# GIVEN TASK:
Transcribe the tail of the listing: start at the line containing "Target: bread loaf" and stop after the last line, keeping every character as is and adding nothing.

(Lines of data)

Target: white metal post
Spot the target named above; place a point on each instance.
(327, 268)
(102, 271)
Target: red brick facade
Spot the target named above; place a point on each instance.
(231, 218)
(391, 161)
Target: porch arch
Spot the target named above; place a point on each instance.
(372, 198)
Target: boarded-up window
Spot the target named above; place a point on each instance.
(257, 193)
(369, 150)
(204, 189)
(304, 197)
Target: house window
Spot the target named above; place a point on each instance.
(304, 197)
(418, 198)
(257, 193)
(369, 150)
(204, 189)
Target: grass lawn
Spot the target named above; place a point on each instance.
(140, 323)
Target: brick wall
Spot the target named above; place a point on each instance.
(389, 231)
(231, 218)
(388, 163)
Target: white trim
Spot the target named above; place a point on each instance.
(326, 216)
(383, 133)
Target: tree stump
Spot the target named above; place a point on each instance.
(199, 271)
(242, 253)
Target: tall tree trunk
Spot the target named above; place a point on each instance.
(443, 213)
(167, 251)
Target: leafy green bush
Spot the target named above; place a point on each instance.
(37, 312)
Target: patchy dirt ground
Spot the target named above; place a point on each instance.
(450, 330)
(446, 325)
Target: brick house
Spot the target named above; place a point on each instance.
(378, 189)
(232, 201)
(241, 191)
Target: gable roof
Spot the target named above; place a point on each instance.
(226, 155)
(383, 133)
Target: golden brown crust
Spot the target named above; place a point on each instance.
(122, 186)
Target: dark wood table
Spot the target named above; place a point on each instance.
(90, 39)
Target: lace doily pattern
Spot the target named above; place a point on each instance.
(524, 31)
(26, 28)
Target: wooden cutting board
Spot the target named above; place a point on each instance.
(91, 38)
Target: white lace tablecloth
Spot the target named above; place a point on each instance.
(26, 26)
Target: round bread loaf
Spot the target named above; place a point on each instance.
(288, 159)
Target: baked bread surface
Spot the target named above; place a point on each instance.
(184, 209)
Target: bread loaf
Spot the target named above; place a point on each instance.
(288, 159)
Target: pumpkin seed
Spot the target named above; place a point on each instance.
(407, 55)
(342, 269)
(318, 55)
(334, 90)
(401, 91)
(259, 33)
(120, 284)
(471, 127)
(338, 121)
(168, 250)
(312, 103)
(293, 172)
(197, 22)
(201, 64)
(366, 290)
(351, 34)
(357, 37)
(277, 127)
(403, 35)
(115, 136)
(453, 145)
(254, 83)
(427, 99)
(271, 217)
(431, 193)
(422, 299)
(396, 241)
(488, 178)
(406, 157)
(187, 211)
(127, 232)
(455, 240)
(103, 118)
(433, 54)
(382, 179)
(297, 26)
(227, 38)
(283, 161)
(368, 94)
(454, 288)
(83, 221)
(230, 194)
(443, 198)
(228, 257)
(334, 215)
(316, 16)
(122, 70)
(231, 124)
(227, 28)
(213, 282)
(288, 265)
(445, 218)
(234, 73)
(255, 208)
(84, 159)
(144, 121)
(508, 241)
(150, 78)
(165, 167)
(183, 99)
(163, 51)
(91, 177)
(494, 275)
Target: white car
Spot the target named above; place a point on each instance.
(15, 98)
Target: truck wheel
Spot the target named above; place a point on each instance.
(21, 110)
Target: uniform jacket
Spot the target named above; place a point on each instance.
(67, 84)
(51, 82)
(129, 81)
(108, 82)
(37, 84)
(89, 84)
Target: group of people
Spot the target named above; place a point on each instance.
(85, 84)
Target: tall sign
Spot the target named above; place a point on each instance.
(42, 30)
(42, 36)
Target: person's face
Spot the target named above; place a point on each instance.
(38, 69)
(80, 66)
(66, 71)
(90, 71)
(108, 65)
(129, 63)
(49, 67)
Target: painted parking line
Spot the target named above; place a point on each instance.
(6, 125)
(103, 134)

# OUTPUT:
Target: bread loaf
Spot the target named above; place a point on each instance.
(288, 159)
Target: pumpkin seed
Spot the target named above; place a point on each instance.
(407, 55)
(342, 269)
(318, 55)
(334, 90)
(401, 91)
(259, 33)
(120, 284)
(471, 127)
(338, 121)
(168, 250)
(312, 103)
(293, 172)
(197, 22)
(201, 64)
(366, 290)
(351, 34)
(357, 37)
(277, 127)
(403, 35)
(115, 136)
(453, 145)
(254, 83)
(427, 99)
(271, 217)
(431, 193)
(422, 299)
(396, 241)
(488, 178)
(406, 157)
(187, 211)
(127, 232)
(455, 240)
(103, 118)
(433, 54)
(382, 179)
(297, 26)
(227, 38)
(283, 161)
(368, 94)
(454, 288)
(83, 221)
(230, 194)
(443, 198)
(228, 257)
(334, 215)
(316, 16)
(122, 70)
(231, 124)
(227, 28)
(213, 282)
(288, 265)
(445, 218)
(234, 73)
(255, 208)
(84, 159)
(144, 121)
(508, 241)
(150, 78)
(165, 167)
(183, 99)
(163, 51)
(91, 177)
(494, 275)
Target: white car
Spot the target named above; place a point on each instance.
(15, 98)
Target: truck wheel
Spot the target named above; place a point on each instance.
(21, 110)
Target: uniform jacket
Spot the target named above; place a point on each instance.
(67, 84)
(51, 82)
(129, 81)
(108, 82)
(37, 84)
(89, 84)
Target: group of people
Spot the target named above; place a point on each instance.
(85, 84)
Target: tall sign
Spot the target named above; place a point on each instance.
(42, 30)
(42, 36)
Target: person's face
Spot the target named above; place a point on each instance.
(38, 69)
(80, 66)
(66, 71)
(90, 71)
(108, 65)
(129, 63)
(49, 67)
Target: painted parking line
Spot the target named above; place a point on each instance.
(6, 125)
(103, 134)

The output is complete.